**Aim**: In the page on starting a house project, write out the passage from "2. A cost of" up to and including "will gain value.".

## START Page text

How to Begin a Happy and Successful House Project

  1. Feasibility means different things to different people. In this example, feasibility means that we are creating value. Most bankers look at it this way.
  2. A cost of 120 -160 / sf is typical for new construction. If houses in your neighborhood are selling for 200 / sf or more, it normally means that your project is feasible. In other words, if the cost of the new space is less than the sf selling price of comparable houses in the neighborhood, the project will gain value.
  3. We can determine your cost by comparison with past projects on the attached cost chart. Based on the chart, we can predict a cost for your project if we know your sf. Based on our interview, we can imagine your needs and approximate your sf. The predicted cost will be approximate but for our purpose, it’s close enough.
  4. The three steps above normally occur at our first meeting. If you like what you see, we sign my typical one page design contract.

## END Page text
## START Extracted information

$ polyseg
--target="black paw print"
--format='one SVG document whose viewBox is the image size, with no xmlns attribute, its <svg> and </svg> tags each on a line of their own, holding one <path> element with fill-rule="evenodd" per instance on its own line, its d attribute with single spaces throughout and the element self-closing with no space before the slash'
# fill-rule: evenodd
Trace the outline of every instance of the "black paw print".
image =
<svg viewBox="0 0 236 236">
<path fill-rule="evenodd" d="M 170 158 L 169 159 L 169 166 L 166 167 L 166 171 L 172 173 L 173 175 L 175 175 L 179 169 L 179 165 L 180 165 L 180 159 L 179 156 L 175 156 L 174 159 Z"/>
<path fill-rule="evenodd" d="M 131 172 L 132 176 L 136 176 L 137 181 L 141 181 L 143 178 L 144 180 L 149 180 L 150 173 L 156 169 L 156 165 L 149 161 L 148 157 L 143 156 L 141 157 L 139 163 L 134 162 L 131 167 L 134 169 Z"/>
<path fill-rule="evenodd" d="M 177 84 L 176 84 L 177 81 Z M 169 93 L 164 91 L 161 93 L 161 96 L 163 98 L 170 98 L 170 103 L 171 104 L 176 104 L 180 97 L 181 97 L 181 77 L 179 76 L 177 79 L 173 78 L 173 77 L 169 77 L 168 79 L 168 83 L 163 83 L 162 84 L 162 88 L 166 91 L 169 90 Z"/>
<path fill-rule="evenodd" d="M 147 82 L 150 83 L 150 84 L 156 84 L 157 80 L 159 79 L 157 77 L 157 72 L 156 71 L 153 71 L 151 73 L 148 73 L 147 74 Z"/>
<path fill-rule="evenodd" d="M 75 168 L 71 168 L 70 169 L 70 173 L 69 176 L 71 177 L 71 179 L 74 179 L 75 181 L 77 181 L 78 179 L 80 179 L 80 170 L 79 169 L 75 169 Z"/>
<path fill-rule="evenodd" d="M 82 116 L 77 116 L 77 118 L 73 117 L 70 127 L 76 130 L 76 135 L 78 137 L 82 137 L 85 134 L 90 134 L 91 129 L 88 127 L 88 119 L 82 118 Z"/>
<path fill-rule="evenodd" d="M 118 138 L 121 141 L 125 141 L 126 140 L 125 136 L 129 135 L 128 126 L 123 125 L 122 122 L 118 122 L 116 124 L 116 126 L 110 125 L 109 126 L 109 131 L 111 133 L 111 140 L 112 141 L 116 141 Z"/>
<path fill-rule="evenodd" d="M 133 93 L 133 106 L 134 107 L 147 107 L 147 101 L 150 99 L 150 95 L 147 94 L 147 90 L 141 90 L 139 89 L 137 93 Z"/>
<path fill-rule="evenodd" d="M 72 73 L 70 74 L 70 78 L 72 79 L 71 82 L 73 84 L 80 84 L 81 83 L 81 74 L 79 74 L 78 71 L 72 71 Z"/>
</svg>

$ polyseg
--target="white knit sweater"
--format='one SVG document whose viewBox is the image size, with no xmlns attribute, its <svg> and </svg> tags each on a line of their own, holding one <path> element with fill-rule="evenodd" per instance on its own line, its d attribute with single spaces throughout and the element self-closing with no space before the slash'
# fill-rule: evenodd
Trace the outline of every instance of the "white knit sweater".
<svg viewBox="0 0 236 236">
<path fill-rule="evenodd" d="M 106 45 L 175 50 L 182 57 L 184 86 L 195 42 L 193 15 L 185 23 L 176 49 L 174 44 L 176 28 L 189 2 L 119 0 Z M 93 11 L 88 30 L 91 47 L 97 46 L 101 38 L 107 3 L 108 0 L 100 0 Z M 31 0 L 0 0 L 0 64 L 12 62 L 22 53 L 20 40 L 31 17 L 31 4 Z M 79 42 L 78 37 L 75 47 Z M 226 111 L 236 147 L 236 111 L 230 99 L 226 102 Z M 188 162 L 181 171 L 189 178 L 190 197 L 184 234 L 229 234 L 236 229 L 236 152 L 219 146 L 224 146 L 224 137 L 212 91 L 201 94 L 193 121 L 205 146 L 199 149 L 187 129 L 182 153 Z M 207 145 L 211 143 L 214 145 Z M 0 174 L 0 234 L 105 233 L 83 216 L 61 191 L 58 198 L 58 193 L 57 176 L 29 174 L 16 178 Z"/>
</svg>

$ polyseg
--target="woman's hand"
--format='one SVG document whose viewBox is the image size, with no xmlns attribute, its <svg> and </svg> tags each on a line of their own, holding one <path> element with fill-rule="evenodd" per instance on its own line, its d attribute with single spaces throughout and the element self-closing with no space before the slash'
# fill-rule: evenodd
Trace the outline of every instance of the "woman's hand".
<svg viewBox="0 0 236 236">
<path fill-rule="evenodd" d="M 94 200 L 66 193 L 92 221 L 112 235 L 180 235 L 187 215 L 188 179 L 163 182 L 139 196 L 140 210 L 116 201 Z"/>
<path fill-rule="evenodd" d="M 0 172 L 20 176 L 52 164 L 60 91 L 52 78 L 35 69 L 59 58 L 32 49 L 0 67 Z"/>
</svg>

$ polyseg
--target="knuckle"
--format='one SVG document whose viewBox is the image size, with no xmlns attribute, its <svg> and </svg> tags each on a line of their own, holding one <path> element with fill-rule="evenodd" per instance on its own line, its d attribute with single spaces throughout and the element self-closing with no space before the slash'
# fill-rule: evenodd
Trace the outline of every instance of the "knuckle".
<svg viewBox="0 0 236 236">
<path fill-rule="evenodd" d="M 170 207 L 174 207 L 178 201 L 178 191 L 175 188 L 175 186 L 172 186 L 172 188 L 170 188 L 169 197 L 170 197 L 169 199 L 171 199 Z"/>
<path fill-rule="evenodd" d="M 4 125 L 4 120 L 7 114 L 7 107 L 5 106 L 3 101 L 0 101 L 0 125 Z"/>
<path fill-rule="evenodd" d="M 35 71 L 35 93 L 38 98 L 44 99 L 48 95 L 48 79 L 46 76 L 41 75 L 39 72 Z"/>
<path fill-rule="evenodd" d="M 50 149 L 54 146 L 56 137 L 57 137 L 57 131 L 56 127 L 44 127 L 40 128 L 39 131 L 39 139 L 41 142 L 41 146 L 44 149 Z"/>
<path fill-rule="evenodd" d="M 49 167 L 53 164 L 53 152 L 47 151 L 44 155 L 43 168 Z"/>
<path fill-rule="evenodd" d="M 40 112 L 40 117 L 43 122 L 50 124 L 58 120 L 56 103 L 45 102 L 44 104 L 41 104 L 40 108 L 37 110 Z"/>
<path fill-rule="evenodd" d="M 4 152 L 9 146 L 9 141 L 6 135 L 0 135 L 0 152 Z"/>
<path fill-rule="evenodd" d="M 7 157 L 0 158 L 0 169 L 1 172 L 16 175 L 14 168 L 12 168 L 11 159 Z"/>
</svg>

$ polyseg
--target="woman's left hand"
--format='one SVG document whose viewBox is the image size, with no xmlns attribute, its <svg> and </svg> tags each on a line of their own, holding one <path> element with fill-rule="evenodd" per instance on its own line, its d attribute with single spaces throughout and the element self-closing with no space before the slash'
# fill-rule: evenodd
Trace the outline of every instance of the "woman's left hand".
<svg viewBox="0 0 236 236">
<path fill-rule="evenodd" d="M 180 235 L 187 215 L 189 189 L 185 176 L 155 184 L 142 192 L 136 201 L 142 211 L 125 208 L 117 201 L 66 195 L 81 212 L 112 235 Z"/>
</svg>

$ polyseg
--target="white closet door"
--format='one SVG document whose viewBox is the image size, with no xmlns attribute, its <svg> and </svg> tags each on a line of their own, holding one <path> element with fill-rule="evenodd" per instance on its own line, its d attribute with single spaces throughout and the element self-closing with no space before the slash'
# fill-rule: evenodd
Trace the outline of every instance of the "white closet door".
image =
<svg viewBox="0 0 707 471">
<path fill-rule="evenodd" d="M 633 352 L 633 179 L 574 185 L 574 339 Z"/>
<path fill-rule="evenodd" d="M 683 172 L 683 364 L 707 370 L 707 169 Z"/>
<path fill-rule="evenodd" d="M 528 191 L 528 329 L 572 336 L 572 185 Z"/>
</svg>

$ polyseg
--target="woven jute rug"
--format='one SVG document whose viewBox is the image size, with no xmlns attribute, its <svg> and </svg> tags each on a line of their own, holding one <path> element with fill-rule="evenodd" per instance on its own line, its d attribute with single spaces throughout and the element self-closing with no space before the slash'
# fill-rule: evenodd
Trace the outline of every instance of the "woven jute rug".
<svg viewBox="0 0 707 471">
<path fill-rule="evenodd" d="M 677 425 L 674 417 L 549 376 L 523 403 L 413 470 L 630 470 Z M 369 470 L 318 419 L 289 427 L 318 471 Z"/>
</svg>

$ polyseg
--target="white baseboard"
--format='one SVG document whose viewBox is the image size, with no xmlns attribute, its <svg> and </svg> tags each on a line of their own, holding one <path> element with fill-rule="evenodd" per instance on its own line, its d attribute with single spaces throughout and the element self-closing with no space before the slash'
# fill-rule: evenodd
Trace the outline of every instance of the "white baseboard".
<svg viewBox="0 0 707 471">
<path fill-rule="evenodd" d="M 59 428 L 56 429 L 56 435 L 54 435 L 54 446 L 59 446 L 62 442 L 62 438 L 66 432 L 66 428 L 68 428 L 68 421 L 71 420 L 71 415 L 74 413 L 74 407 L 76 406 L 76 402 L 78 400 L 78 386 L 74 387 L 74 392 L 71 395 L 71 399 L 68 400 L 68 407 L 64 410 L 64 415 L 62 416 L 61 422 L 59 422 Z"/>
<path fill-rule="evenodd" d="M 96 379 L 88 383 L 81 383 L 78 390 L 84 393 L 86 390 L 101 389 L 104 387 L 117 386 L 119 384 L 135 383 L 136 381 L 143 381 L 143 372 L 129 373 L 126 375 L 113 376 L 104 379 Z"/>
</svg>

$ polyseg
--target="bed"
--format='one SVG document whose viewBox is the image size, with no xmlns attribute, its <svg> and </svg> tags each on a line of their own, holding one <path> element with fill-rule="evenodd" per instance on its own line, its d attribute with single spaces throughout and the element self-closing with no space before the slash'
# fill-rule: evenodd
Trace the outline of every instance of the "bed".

## END Extracted information

**Task output**:
2. A cost of 120 -160 / sf is typical for new construction. If houses in your neighborhood are selling for 200 / sf or more, it normally means that your project is feasible. In other words, if the cost of the new space is less than the sf selling price of comparable houses in the neighborhood, the project will gain value.